Action item:
I'd like every line in the following listing that holds "denim" copied.

Record set:
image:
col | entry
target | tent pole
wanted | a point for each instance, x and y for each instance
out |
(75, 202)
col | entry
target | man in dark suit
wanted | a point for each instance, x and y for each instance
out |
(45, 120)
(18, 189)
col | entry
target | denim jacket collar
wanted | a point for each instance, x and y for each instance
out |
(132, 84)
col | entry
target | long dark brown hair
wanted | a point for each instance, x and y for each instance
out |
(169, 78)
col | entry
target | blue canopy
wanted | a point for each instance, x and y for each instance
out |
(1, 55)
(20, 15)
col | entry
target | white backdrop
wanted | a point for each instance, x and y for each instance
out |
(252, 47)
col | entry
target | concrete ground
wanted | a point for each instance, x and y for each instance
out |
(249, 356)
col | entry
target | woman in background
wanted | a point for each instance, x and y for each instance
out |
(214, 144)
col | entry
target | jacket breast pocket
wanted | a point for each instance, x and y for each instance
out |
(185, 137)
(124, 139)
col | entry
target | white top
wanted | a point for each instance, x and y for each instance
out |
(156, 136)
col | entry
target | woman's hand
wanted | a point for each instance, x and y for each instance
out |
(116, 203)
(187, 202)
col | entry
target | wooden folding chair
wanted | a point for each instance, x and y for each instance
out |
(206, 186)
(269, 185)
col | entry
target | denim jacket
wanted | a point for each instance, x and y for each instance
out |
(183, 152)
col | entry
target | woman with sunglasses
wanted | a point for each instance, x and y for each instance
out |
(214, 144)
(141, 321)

Response:
target | denim jacket collar
target | denim jacket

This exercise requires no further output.